**Your task**
Copy every entry exactly.

**Data extract**
______
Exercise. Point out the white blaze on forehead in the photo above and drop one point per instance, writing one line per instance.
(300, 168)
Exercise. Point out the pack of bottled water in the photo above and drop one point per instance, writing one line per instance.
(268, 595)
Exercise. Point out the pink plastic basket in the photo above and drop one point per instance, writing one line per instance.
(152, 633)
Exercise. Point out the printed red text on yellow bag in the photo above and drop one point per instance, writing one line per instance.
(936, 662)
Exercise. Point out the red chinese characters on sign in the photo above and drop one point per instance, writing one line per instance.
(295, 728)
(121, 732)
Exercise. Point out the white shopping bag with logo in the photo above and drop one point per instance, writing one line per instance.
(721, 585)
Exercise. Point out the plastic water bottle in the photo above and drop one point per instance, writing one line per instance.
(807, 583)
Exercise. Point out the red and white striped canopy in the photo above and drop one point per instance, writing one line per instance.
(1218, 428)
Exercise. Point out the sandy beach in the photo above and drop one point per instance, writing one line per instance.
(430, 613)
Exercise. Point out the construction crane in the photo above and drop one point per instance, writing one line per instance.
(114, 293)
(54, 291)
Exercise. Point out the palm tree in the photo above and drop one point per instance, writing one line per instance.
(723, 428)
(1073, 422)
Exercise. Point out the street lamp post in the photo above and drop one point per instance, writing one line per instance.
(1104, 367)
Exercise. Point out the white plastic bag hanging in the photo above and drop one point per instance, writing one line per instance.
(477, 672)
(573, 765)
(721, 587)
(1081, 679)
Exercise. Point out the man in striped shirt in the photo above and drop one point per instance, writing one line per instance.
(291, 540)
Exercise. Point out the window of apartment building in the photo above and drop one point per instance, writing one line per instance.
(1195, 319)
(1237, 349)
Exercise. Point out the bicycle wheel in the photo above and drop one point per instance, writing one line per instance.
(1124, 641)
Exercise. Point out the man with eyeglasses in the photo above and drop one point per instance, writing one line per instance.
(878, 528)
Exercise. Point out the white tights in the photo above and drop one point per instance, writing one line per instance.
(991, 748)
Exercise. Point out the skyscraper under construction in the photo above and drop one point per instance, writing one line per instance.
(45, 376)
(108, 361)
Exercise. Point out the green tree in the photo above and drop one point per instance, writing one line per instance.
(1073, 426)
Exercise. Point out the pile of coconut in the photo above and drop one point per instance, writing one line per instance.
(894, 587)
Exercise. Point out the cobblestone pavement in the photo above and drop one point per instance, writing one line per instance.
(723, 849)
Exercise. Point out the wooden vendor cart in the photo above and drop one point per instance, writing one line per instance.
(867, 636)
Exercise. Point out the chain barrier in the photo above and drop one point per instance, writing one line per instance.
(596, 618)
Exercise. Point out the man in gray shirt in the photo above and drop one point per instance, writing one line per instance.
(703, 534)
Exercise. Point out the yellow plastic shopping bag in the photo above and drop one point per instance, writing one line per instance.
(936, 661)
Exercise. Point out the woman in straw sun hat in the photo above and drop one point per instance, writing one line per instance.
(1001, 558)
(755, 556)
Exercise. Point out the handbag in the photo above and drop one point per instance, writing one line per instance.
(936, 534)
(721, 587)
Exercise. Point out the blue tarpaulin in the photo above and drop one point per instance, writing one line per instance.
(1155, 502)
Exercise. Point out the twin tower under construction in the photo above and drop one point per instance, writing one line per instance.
______
**Output**
Exercise. Point out the white blaze on forehead in the photo above and drop one point per instance, writing one line per instance.
(300, 168)
Exercise. Point out the pack of bottled water in the photo above and drop one point per instance, writing one line per instance.
(268, 595)
Exercise. Point out the pink plastic basket in the photo above and drop one point per instance, writing one line per instance.
(152, 633)
Exercise. Point out the printed red text on yellow bag in the photo above and drop one point per instance, writing one line per instance.
(936, 662)
Exercise. Point out the red chinese characters on sign in the photo above and drop one point per instance, writing one line per instance.
(295, 728)
(121, 732)
Exercise. Point out the white shopping bag with logo in the photo above and drop one point per instance, writing one line per instance.
(721, 585)
Exercise. Point out the plastic water bottle in the photo above and drop one point per instance, writing one line per instance.
(807, 583)
Exercise. Point out the red and white striped canopy in the photo above and drop one point per instance, writing one line per instance.
(1218, 428)
Exercise. Point out the sandy beach in the photo above and drop one point per instance, writing one line per instance.
(430, 613)
Exercise. Point out the construction crane in the photo above and drop one point per instance, writing one line per instance.
(114, 293)
(54, 291)
Exercise. Point out the palm tree in the photo above and drop one point per instance, writing one line per instance.
(723, 428)
(1073, 422)
Exercise. Point out the street lamp post in the photo above and drop one point per instance, writing one line per instance.
(1104, 367)
Exercise. Point out the white plastic bag hanging in the photo above and drop one point per instance, writing one line per instance.
(477, 672)
(573, 765)
(721, 587)
(1081, 679)
Exercise. Point out the man in striped shirt in the photo above and drop one point per instance, writing one line per instance.
(291, 540)
Exercise. Point out the window of apartment building in the photo above and drop one point per instance, writing one line per instance.
(1195, 319)
(1237, 349)
Exercise. Point out the bicycle wheel in the photo above and drop one point per instance, writing one line per instance.
(1124, 641)
Exercise. Point out the man with eyeglasses in the photo above and drop one point per instance, writing one line per instance.
(878, 528)
Exercise. Point out the white tights in the photo above and drop one point per instance, writing one line per instance.
(991, 748)
Exercise. Point out the skyscraper under construction in the photo above and drop one point per instance, writing one line per instance.
(45, 376)
(108, 361)
Exercise. Point out the green tree in the photo above and drop one point per instance, writing one line per instance.
(1073, 426)
Exercise. Point out the pile of coconut in the photo above and drop one point per instance, writing one line per instance.
(894, 587)
Exercise. Point out the cobblestone pavement in the photo above and drop one point per instance, writing one line per instance.
(723, 849)
Exercise. Point out the wooden vendor cart in the photo above and drop one point per instance, writing one line per instance.
(867, 636)
Exercise. Point out the chain barrier in the photo above and drop one point per instance, writing one line per instance.
(596, 618)
Exercise. Point out the man in gray shirt in the photo above and drop one point per instance, writing one line per instance.
(703, 534)
Exercise. Point out the yellow plastic shopping bag in the photo above and drop one point per instance, writing one line per instance.
(936, 661)
Exercise. Point out the woman in straw sun hat in the photo above and drop one point per instance, writing one line per instance.
(1001, 558)
(755, 556)
Exercise. Point out the handbag in the photo above and drop one point per instance, writing one line per instance.
(936, 534)
(721, 587)
Exercise. Point out the blue tarpaulin in the photo above and drop one point per instance, writing one line per instance.
(1155, 502)
Exercise. Point out the twin tower under construction in the photo above and drop one point per instance, writing one line per instance.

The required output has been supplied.